SOURCE EXTRACT:

We also decided to make speed of decision making a Service Level Agreement between IT customers, project managers, hospital leadership and the PMO.
Establishing a clearly documented governance process and empowering IT project managers as well as the PMO director to request that everyone followed it reduced some of the politics and behind-the-scenes strong-arming that people had used before to get their pet projects implemented or prioritized over other needed work.
This also became a strong selling point of the PMO to hospital leadership. Because of their focus on financial performance we could show them how in the past IT initiatives had worked against each other and resulted in either only partial results or had even actively reduced the value of other projects. The gate-keeper function of the PMO would largely eliminate this since all projects would be assessed and their impact understood and they could no longer fly under the radar.
The PMO became an important tool to increase accountability and acknowledge and reward the appropriate people behind project success.
In line with the habit of the organization to maintain very clearly defined job roles for doctors and nurses including mandatory training, qualifications and levels of authority we generated a similar structure for our IT project staff which helped project managers to get the appropriate training, eliminated the phenomenon of the “accidental” project manager, allowed HR to make better hiring decisions and attracted better project management talent to the organization.

(Stored data)
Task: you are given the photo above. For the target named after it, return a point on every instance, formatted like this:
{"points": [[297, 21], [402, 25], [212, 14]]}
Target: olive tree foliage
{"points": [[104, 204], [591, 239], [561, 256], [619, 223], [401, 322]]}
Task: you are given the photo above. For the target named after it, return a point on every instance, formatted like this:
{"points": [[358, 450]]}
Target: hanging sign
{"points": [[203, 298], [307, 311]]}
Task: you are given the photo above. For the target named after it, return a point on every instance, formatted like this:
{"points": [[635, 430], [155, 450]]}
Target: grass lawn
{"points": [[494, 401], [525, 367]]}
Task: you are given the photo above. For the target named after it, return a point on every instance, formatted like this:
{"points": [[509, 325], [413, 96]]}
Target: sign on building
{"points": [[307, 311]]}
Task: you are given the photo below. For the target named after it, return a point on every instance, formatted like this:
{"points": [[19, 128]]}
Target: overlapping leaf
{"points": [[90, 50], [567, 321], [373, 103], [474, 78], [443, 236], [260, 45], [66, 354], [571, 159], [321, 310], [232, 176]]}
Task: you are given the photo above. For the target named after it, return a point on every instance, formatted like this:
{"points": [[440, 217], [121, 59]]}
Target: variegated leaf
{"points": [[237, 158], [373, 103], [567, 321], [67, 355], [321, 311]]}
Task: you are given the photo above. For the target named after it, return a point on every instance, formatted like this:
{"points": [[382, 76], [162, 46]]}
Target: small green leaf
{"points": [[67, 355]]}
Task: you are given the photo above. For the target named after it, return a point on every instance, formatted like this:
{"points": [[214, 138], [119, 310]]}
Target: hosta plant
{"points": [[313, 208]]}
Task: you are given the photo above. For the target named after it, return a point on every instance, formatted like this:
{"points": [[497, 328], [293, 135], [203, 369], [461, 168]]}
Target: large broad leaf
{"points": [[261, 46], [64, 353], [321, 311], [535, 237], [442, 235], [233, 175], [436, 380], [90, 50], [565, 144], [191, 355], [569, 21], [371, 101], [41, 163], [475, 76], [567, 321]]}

WHAT TO DO:
• 1. In the PMO passage, what was made a Service Level Agreement between IT customers, project managers, hospital leadership and the PMO?
• 2. Continue the PMO passage from its last sentence.
The stored data lines are not needed for any of this work.

TASK-BY-TASK OUTPUTS:
• 1. Speed of decision making.

• 2.
Overall we tapped into the elements of a closed organization that were already in place to build a robust structure while avoiding to be perceived as yet another layer of useless red tape. We also could use this rigor to remove some of the dysfunction of the more open environment that the IT staff inhabited while using their strength of customer focus as the rallying point behind the new processes that we put in place.
One of the lessons I have learned by working with this model over the years is that organizational models usually attract and retain the kinds of people that enjoy them: closed organizations are sustained by people who like clear boundaries and the stabilizing effects of following processes and routines. They want to understand their own role and responsibilities and have clearly defined relationships with their team-mates, managers and customers.
Open organizations will also attract their own set of employees – they enjoy more of a free-form way to organize themselves, the ability to try out new things, to have a more fluid role and to collaborate spontaneously rather than follow a pre-defined way of working. I sometimes think of it as the start-up mindset, because I have seen these kinds of people leave once an organization reaches a certain level of maturity and needs to introduce more clearly defined processes and standards just to remain manageable. You’ll happily find them joining the next start-up.
In this there is also a lesson for change managers: shifting an organization from open to closed or from closed to open can be done, but client leaders must be aware that if the transition is extreme there will be a price to pay in increased attrition.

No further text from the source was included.